* Records
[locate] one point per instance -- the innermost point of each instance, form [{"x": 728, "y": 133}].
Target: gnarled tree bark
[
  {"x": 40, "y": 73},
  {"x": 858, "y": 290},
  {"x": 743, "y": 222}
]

* Problem
Word for word, set down all of the material.

* Exercise result
[locate] one point per instance -- the innermost point of each instance, form [{"x": 728, "y": 133}].
Target: gnarled tree bark
[
  {"x": 40, "y": 73},
  {"x": 858, "y": 290},
  {"x": 743, "y": 222}
]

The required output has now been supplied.